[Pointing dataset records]

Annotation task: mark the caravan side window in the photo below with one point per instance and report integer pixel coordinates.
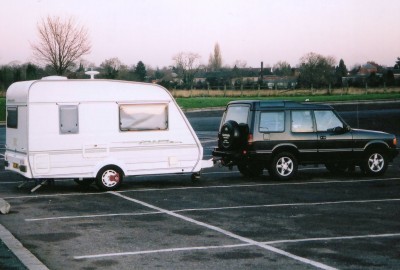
(142, 117)
(69, 119)
(12, 117)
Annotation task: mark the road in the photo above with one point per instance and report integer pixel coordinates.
(224, 221)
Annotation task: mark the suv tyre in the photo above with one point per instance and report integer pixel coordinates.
(284, 166)
(375, 163)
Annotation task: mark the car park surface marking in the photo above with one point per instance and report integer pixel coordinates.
(210, 187)
(212, 209)
(334, 238)
(225, 232)
(181, 249)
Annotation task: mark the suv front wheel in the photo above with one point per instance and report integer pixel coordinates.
(283, 166)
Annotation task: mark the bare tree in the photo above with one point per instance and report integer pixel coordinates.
(316, 70)
(61, 43)
(186, 66)
(215, 60)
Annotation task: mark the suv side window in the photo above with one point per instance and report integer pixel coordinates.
(302, 121)
(327, 120)
(272, 122)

§ What is asked
Can you recast the data above as a two-column CSV with the headers "instruction" and "points", one row per instruction? Quote each field, turn line breaks into spaces, and leave the pictures out.

§ Worked answer
instruction,points
"Annotation task: mark the caravan side window in the photo below with one point per instance and report integer pixel coordinates.","(142, 117) (69, 119) (12, 117)"
"Annotation task: mark the road in the photo above with one point per instance and report integer pixel coordinates.","(224, 221)"
"Annotation task: mark the suv tyre in the photo above with one point per instance and report integer pixel coordinates.","(284, 166) (375, 163)"
"Annotation task: mark the car park surface marking in the photo above with one point per instance and report integer pixel coordinates.","(210, 187) (212, 209) (334, 238) (225, 232) (181, 249)"
"Annotation task: mark the suv front wheel in the photo above with one point per instance and report integer pixel coordinates.","(283, 166)"
"Annotation task: mark the bare tree in the photo above with one point per instance and report integer pixel coordinates.","(316, 70) (61, 43) (186, 66) (215, 60)"
"Annotation task: mark the suv side window in the photo above with one point per instance and report integer pixel coordinates.","(302, 121) (327, 120) (272, 122)"